• _TASK REQUIREMENTS_
Your answer should be one number, the count of lines in the data that hold "below".

________

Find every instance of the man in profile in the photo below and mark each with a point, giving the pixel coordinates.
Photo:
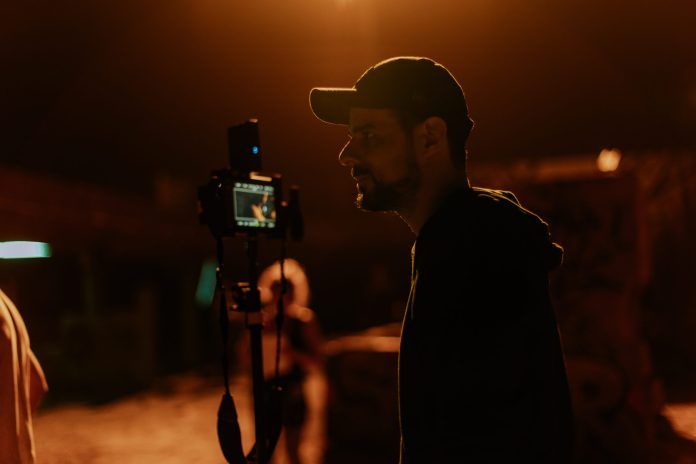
(481, 369)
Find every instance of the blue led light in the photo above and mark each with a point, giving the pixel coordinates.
(24, 249)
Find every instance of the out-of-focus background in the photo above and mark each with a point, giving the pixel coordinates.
(111, 113)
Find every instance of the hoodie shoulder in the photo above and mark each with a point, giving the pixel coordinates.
(513, 229)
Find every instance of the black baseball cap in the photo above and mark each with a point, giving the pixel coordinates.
(418, 85)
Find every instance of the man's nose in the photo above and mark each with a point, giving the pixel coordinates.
(347, 155)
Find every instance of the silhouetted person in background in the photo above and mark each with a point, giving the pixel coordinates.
(22, 385)
(481, 369)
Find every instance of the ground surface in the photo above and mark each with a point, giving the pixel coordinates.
(173, 424)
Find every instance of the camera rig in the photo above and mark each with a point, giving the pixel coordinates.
(238, 201)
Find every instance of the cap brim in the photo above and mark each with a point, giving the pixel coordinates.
(332, 105)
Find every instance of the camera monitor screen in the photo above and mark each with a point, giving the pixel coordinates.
(254, 205)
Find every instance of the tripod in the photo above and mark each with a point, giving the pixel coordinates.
(267, 396)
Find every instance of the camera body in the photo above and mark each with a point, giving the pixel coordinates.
(238, 200)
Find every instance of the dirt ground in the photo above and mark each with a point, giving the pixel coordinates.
(176, 423)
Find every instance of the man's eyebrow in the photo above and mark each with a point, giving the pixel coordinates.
(362, 127)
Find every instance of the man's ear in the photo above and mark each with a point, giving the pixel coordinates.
(435, 132)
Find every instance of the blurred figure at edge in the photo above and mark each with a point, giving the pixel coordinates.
(22, 385)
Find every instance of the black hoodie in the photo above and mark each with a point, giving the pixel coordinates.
(481, 370)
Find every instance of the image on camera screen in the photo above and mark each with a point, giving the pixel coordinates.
(254, 205)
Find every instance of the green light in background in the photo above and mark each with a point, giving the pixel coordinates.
(24, 250)
(206, 283)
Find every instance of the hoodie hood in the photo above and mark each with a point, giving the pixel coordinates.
(495, 219)
(533, 228)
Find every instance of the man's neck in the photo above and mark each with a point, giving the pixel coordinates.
(427, 202)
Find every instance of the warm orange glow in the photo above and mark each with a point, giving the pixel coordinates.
(608, 160)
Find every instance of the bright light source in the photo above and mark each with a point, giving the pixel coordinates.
(22, 250)
(608, 160)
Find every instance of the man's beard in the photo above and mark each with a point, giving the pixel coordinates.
(392, 196)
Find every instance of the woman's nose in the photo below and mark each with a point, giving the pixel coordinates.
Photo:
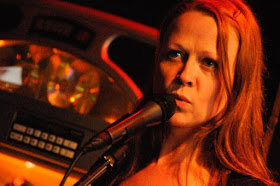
(187, 75)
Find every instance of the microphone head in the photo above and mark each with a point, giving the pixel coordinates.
(167, 104)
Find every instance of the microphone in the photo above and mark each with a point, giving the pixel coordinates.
(159, 109)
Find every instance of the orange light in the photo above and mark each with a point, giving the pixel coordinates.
(57, 86)
(18, 181)
(72, 99)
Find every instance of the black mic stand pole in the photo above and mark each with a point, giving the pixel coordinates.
(108, 161)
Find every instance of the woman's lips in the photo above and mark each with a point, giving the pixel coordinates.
(181, 101)
(182, 98)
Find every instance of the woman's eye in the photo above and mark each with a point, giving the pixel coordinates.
(174, 54)
(210, 63)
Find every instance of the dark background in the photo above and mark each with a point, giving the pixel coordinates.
(151, 13)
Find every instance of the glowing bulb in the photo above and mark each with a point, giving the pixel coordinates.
(29, 164)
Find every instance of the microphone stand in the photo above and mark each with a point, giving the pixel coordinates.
(111, 158)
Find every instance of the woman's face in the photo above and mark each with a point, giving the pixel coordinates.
(187, 68)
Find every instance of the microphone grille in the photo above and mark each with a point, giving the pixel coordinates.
(167, 104)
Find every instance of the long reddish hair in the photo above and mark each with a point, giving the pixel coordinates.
(233, 140)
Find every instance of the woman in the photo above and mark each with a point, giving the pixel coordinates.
(210, 59)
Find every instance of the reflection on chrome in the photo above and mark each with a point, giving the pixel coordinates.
(61, 79)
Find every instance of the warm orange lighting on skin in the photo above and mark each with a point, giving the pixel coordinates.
(2, 43)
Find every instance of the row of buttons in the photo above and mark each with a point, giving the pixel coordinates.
(43, 140)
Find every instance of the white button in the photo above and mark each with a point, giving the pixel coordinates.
(67, 153)
(70, 144)
(33, 142)
(16, 136)
(41, 144)
(30, 131)
(56, 149)
(59, 140)
(52, 138)
(26, 139)
(44, 136)
(48, 147)
(37, 133)
(19, 127)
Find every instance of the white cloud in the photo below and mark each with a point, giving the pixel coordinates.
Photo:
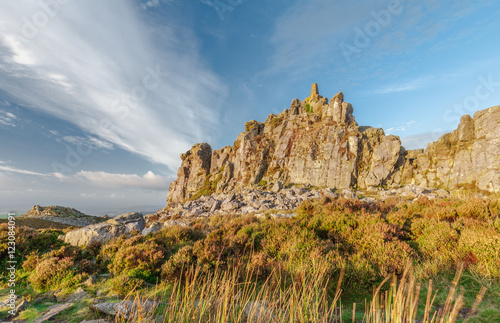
(148, 181)
(401, 127)
(7, 119)
(101, 66)
(421, 140)
(92, 142)
(9, 169)
(150, 4)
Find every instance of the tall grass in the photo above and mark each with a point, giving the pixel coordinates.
(226, 296)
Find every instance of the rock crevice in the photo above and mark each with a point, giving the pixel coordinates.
(318, 142)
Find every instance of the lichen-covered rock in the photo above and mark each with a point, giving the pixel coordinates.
(318, 142)
(62, 214)
(125, 224)
(192, 173)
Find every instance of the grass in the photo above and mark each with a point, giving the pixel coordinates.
(333, 257)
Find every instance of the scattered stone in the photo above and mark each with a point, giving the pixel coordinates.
(278, 186)
(349, 194)
(63, 215)
(124, 224)
(78, 296)
(53, 311)
(153, 228)
(179, 223)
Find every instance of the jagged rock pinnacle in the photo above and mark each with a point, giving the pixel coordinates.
(318, 142)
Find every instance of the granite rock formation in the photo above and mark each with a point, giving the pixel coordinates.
(125, 224)
(62, 214)
(318, 142)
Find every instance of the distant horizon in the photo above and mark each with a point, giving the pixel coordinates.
(99, 98)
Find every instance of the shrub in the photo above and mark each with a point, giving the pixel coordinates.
(178, 263)
(50, 272)
(138, 259)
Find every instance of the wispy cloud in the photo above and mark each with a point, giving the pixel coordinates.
(150, 4)
(7, 119)
(144, 89)
(401, 127)
(5, 168)
(92, 142)
(148, 181)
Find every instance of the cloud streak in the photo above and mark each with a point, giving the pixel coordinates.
(148, 181)
(99, 64)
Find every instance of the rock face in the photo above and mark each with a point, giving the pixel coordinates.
(124, 224)
(62, 214)
(318, 142)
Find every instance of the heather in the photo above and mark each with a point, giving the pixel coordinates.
(314, 265)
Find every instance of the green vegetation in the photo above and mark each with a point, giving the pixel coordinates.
(310, 268)
(209, 186)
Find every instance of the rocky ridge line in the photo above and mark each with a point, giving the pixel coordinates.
(318, 142)
(63, 215)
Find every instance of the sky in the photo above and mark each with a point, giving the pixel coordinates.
(99, 98)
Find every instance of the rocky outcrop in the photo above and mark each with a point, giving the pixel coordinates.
(62, 214)
(124, 224)
(468, 157)
(318, 142)
(274, 204)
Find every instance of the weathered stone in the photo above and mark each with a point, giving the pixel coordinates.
(53, 311)
(322, 145)
(63, 215)
(133, 221)
(277, 186)
(124, 224)
(78, 296)
(153, 228)
(192, 173)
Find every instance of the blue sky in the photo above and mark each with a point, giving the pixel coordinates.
(99, 98)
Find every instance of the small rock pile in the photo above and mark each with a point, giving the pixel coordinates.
(277, 203)
(63, 215)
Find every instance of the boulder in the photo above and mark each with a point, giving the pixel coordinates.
(125, 224)
(63, 215)
(153, 228)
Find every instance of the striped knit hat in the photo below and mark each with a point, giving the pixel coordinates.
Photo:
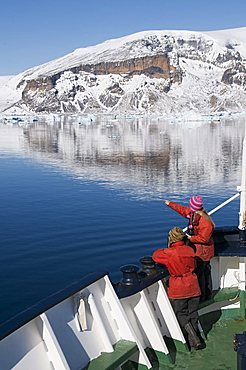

________

• _RESPONSE BOX_
4